- WHAT YOU HAVE TO DO:
Taking the line with "Indicate the woman's hand" as the start, reproduce every line until the records end, exactly and with nothing added.

- PROVIDED DATA:
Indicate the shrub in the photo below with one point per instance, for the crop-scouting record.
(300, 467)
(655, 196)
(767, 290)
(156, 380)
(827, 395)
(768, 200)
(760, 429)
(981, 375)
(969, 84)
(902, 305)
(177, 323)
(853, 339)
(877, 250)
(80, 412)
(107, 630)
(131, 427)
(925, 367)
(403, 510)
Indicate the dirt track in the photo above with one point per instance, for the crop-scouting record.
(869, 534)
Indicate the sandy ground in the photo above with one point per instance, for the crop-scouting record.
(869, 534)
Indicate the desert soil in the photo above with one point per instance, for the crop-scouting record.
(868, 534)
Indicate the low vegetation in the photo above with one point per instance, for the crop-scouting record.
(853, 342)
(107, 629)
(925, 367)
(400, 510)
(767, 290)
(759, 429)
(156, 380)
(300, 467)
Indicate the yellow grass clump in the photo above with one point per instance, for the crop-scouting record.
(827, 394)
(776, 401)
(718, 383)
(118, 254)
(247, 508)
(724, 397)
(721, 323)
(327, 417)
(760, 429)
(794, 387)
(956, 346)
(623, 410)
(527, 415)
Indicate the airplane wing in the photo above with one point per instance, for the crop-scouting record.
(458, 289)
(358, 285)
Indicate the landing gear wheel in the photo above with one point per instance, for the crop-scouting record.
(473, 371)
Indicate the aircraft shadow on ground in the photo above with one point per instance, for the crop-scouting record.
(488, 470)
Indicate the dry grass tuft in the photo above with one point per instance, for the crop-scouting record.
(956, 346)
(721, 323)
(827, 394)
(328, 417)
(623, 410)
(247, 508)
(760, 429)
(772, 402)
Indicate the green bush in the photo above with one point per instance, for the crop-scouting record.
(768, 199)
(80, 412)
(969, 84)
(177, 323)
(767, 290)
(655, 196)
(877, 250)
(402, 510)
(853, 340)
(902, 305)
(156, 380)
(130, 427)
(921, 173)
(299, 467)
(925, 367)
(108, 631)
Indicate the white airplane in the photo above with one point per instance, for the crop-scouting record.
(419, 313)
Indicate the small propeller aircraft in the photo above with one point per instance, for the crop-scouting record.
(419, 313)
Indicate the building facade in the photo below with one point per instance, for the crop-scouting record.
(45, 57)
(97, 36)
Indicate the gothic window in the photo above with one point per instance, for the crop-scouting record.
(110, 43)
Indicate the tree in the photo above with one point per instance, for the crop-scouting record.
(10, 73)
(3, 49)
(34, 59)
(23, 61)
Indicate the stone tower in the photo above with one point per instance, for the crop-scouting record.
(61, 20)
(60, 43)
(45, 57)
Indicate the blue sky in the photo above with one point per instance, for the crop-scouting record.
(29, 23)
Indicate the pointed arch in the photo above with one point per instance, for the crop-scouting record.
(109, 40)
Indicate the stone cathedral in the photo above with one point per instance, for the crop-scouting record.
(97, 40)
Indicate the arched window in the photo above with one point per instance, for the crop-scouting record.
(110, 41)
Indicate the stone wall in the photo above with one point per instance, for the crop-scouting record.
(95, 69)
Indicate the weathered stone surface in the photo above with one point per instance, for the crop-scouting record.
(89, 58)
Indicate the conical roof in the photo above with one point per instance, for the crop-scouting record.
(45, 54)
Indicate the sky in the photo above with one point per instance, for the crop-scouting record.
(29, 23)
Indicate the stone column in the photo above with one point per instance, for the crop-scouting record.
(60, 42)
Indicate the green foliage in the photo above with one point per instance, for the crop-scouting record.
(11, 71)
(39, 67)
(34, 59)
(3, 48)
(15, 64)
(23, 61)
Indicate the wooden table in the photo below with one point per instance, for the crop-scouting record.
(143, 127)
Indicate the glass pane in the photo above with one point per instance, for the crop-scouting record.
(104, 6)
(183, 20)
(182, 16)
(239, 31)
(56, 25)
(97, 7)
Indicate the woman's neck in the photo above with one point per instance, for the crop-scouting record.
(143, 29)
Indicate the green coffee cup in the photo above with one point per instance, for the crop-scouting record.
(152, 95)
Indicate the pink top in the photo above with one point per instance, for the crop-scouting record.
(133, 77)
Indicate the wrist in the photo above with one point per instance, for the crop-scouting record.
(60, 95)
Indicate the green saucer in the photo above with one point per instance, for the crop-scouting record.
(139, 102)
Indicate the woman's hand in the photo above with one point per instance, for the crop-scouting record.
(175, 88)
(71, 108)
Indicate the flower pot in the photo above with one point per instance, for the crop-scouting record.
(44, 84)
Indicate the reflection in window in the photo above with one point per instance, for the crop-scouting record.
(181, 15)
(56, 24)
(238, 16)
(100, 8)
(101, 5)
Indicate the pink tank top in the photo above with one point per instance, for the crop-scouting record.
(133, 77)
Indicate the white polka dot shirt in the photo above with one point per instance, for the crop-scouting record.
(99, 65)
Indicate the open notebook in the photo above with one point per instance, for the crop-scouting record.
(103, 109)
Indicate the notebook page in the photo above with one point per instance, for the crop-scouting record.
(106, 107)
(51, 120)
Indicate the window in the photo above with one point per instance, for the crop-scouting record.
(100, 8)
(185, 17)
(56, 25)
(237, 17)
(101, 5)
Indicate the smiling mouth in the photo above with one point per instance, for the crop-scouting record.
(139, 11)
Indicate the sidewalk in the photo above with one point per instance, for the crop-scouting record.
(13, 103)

- TASK RESULT:
Indicate the woman's hand in the photo above with one point per instance, for the crop-scouting record.
(175, 88)
(71, 108)
Indicate the flower pot in the photo above with one point per instance, for the crop-scouting record.
(44, 84)
Indicate the reflection in window in the photo above with one point per instance, for the crop-scouting record.
(181, 15)
(56, 24)
(238, 16)
(100, 8)
(101, 5)
Indicate the pink tank top in the photo above with one point per instance, for the crop-scouting record.
(133, 77)
Indicate the white polka dot shirt in the photo above with one point per instance, for the crop-scouting record.
(99, 65)
Indicate the open notebook in the photo above with one point per instance, for the crop-scouting record.
(103, 109)
Indicate the notebook page in the photo above with one point per instance, for the crop-scouting record.
(106, 107)
(51, 120)
Indicate the window in the photo above with one point per instance, for the crop-scouting record.
(100, 8)
(185, 17)
(56, 25)
(237, 17)
(101, 5)
Indicate the smiling mouth in the photo above with one point per instance, for the crop-scouting record.
(139, 11)
Indicate the sidewalk in the photo above with one point per instance, for the crop-scouting record.
(13, 103)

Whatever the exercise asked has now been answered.